• DÉFI:
Pouvez-vous reproduire fidèlement le passage du texte sur la colonie industrielle de Barqan compris entre « Ceux qui le » et « Ayoub Abou Hejleh. », ces deux bornes incluses ?

• EXTRAIT DE PAGE:

En Cisjordanie, les territoires ne
sont pas seulement parsemés de
colonies de peuplement ; également
de colonies industrielles installées
pour produire à bas prix,
voire contourner la législation israélienne
en matière de protection de
l’environnement [1]. Barqan est l’un
de ces centres. Implanté à la périphérie
du vaste ensemble de la
colonie d’Ariel, il emploie des centaines
d’hommes des villages palestiniens
avoisinants.
Il fut un temps où travailler dans
ces colonies était mal perçu, considéré
comme un acte de collaboration.
C’était l’époque où les travailleurs
palestiniens pouvaient
encore se faire employer en Israël.
Ceux qui le peuvent sont rares,
alors les candidats à l’embauche se
multiplient. Mais les témoignages
sont difficiles à recueillir : la honte
demeure. Qui plus est, évoquer les
conditions de travail qui sont là bas
pratiquées comporte toujours
le risque de perdre son emploi.
« Mon nom ? Pas de problème,
vous pouvez le
noter : Ayoub Abou Hejleh.
Je suis contrôleur machine chez
Iron industries dans la colonie industrielle
de Barqan [2]. J’ai 36 ans et suis père
de cinq enfants. Beaucoup, ici, refuseront
de parler. Moi, c’est terminé. Peutêtre
est-ce parce que j’ai connu autre
chose que j’accepte moins ce qui se
passe dans cette zone où des dizaines
d’entreprises d’aluminium, de fibre de
verre, de plastique ou de matériel militaire
déversent chaque jour dans les
sols et l’atmosphère, des tas de déchets
industriels qui sont en train de nous
étouffer... Peut-être.
PLP : Que faisiez-vous avant ?
A. A-H. : J’ai longtemps travaillé dans
les Emirats comme ingénieur électronicien.
Je suis revenu en Cisjordanie en
2000 pour aider ma famille à la mort de
mon frère, au pire moment.
PLP : Au pire moment ?
A. A-H. : Au moment où Israël fermait
ses frontières à plusieurs dizaines de
milliers de salariés palestiniens. A mon
retour au village, j’ai été au chômage
quelques mois avant de trouver un poste
de technicien près de Qalqiliya. Un bon
poste que j’aurais bien gardé s’ils n’avaient
construit ce mur. Avant septembre 2003,
l’usine dans laquelle je travaillais était
en Cisjordanie. Après septembre 2003,
elle s’est retrouvée dans les territoires
« annexés » par Israël.
PLP : Et alors ?
A. A-H. : Alors ? Sans permis de travail,
plus d’emploi ! J’ai fait les démarches
pour en obtenir un, je l’attends toujours.
Très vite, un ami m’a indiqué qu’ils recherchaient
de la main d’oeuvre à Barqan.
Mais je ne voulais pas y aller. Je savais
qu’il était possible de se faire embaucher
facilement là-bas, mais je connaissais
la situation. J’ai résisté sept mois puis
j’ai fini par me laisser convaincre. Sept
mois sans salaire, sans revenu, sans
un shekel : quelle alternative avais-je ?

• INFORMATIONS FOURNIES:
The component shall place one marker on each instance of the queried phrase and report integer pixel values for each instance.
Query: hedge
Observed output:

* * *

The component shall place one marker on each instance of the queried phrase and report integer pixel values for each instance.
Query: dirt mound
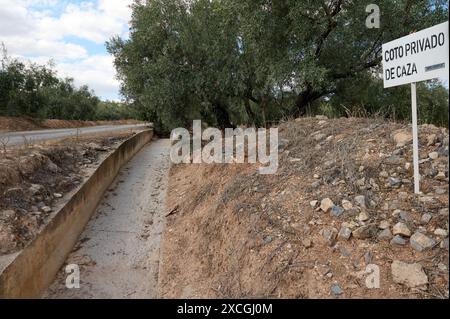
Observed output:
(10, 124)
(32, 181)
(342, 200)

...

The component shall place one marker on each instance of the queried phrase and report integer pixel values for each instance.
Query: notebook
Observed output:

• RÉPONSE AU PROBLÈME:
Ceux qui le peuvent sont rares,
alors les candidats à l’embauche se
multiplient. Mais les témoignages
sont difficiles à recueillir : la honte
demeure. Qui plus est, évoquer les
conditions de travail qui sont là bas
pratiquées comporte toujours
le risque de perdre son emploi.
« Mon nom ? Pas de problème,
vous pouvez le
noter : Ayoub Abou Hejleh.